* _TEXT EXTRACT_
In this verse, the spirit functions not merely as something inserted into matter, but as the active principle entering an abstract mold and animating it. This corresponds both to Plotinus’ understanding of soul and to certain Hermetic cosmologies: form first appears at the intellectual level, and then the soul grants it life. In Hindu thought, similarly, the distinction between Purusha and Prakriti—or the manifestation of Brahman across different levels—creates a comparable ontological hierarchy. Buddhism differs in that it does not affirm a permanent metaphysical “soul”; nevertheless, the Mahayana doctrine of the Three Bodies provides a distant analogy through its multilayered relation between transcendent truth and visible manifestation. By imagining the spirit as the agent that “paints,” that is, renders the model visible, the poem elevates it from a merely created breath to a cosmic mediating force.

[6] “Allah creates the idea / The Rabb receives this idea / And produces according to it an abstract mold”

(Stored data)

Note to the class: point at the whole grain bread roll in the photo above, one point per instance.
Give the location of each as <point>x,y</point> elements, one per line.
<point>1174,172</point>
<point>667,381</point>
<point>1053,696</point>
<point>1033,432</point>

* _COMPLETE THE FOLLOWING_
A - Print the passage on spirit, form, and the abstract mold in its entirety and without alteration.
B - Output every one of the rows of stored data verbatim.
The rows bear no relation to the passage.

* _ANSWER LIST_
A -
In this verse, the spirit functions not merely as something inserted into matter, but as the active principle entering an abstract mold and animating it. This corresponds both to Plotinus’ understanding of soul and to certain Hermetic cosmologies: form first appears at the intellectual level, and then the soul grants it life. In Hindu thought, similarly, the distinction between Purusha and Prakriti—or the manifestation of Brahman across different levels—creates a comparable ontological hierarchy. Buddhism differs in that it does not affirm a permanent metaphysical “soul”; nevertheless, the Mahayana doctrine of the Three Bodies provides a distant analogy through its multilayered relation between transcendent truth and visible manifestation. By imagining the spirit as the agent that “paints,” that is, renders the model visible, the poem elevates it from a merely created breath to a cosmic mediating force.

[6] “Allah creates the idea / The Rabb receives this idea / And produces according to it an abstract mold”

B -
Note to the class: point at the whole grain bread roll in the photo above, one point per instance.
Give the location of each as <point>x,y</point> elements, one per line.
<point>1174,172</point>
<point>667,381</point>
<point>1053,696</point>
<point>1033,432</point>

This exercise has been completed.